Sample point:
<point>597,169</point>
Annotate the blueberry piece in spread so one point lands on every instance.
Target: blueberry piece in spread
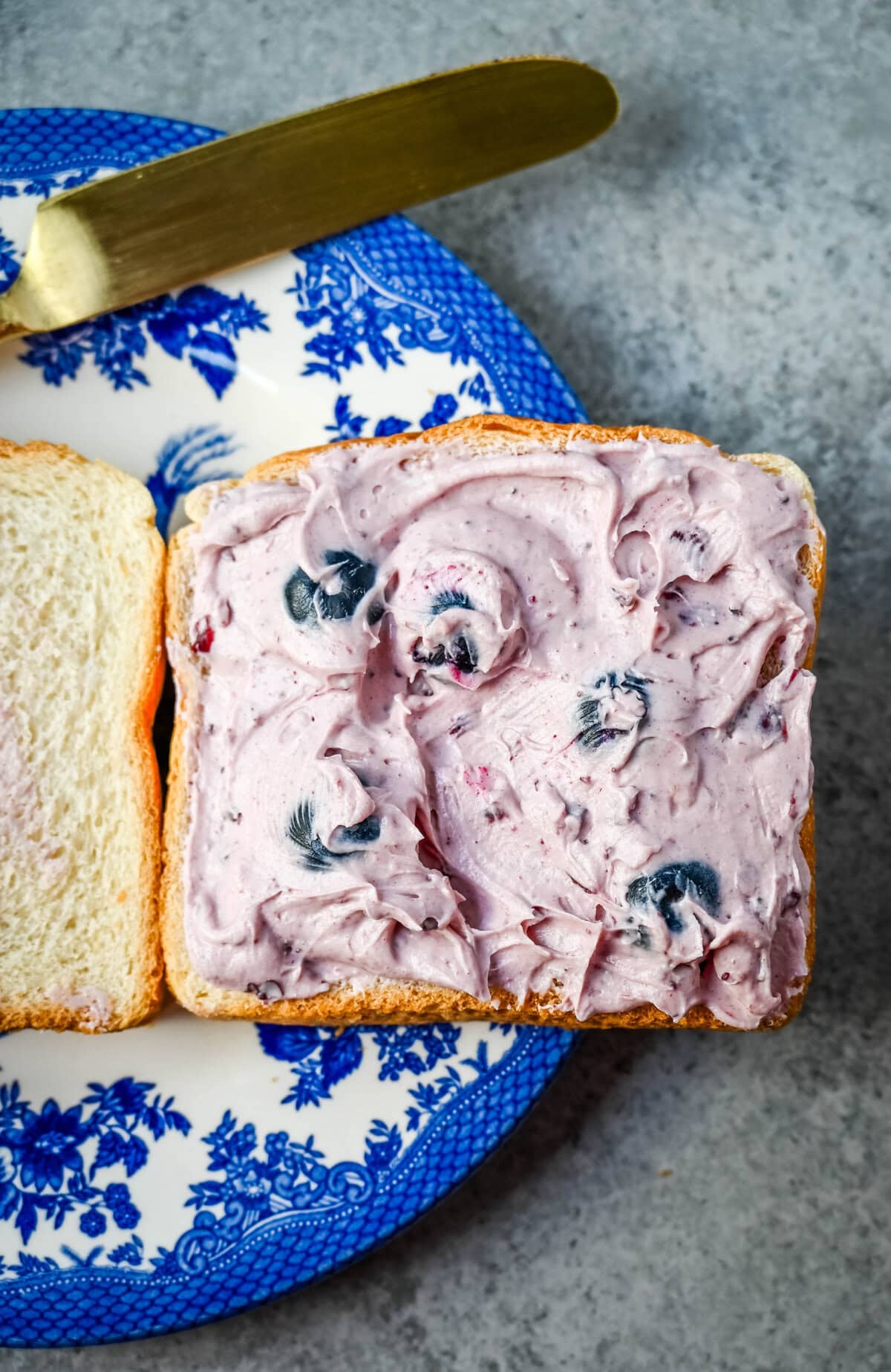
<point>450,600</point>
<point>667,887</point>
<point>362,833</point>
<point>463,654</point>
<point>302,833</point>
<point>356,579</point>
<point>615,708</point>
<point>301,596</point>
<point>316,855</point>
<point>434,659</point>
* * * * * * * * *
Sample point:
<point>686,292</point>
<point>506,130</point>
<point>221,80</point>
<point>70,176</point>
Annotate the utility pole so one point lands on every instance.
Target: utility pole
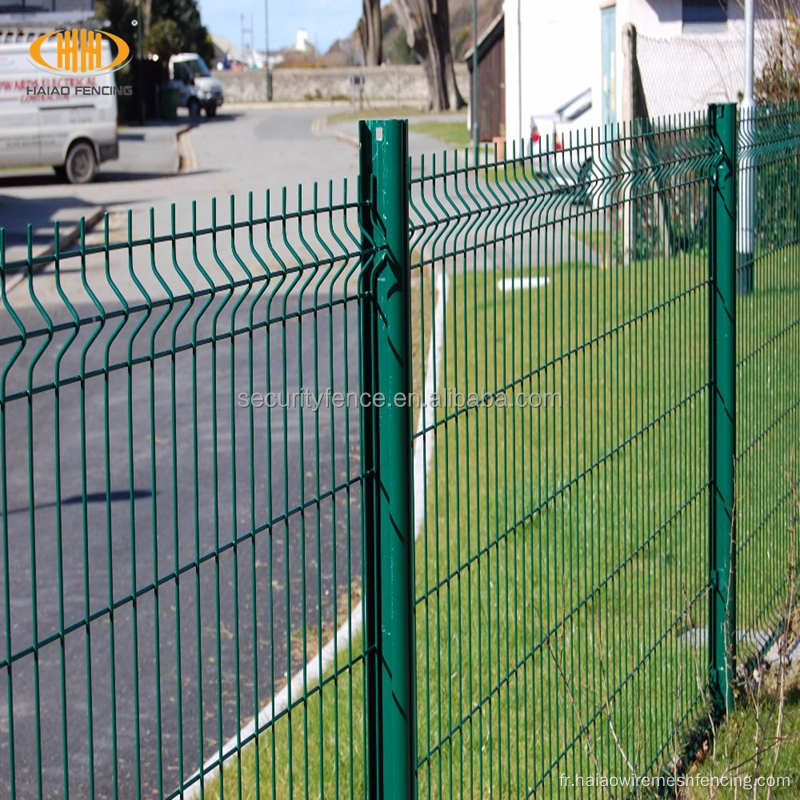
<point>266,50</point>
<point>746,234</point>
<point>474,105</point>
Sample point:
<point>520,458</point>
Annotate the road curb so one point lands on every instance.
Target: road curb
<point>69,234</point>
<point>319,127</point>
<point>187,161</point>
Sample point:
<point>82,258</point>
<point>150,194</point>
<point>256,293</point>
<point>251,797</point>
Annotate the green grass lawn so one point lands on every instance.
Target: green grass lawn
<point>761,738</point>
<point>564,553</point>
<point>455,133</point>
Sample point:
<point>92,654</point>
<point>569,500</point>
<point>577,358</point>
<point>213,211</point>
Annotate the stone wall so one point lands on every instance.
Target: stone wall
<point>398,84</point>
* * * * * * * * *
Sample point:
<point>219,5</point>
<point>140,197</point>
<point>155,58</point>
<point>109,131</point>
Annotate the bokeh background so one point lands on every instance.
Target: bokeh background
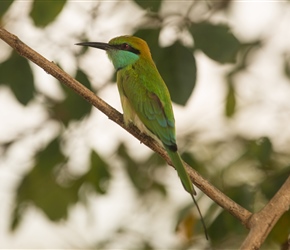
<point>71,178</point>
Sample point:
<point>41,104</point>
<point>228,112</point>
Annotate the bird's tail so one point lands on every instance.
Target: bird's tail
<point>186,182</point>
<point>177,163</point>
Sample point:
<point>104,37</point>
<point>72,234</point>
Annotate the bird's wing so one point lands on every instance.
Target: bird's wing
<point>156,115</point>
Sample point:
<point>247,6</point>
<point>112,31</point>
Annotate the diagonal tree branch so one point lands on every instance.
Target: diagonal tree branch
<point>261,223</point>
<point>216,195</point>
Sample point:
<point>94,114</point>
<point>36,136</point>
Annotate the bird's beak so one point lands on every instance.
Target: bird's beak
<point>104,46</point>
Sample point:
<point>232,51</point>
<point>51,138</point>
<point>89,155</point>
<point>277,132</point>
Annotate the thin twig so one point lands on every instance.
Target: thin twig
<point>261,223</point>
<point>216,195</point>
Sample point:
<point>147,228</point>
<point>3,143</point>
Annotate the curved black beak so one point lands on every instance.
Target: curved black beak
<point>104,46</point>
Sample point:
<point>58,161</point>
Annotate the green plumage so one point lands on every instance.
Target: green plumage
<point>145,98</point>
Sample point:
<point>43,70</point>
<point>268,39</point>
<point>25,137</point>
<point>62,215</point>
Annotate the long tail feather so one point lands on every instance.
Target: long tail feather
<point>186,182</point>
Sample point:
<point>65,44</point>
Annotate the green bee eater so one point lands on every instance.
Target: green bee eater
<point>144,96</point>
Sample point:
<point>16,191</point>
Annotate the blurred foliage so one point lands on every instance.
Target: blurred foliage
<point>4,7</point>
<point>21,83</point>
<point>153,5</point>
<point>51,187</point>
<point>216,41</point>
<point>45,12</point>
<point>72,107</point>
* * * * * * * * *
» **Problem description**
Above are records; repeat only the lines starting at the line with "<point>94,114</point>" and ending at the line with "Annotate the thin", exactly as they appear, both included.

» **Response for this exercise**
<point>94,114</point>
<point>36,136</point>
Annotate the bird's beak so one point lands on every instance.
Target: bird's beak
<point>104,46</point>
Sample point:
<point>232,51</point>
<point>51,138</point>
<point>89,155</point>
<point>277,132</point>
Annotate the thin twig so one point lands on every instance.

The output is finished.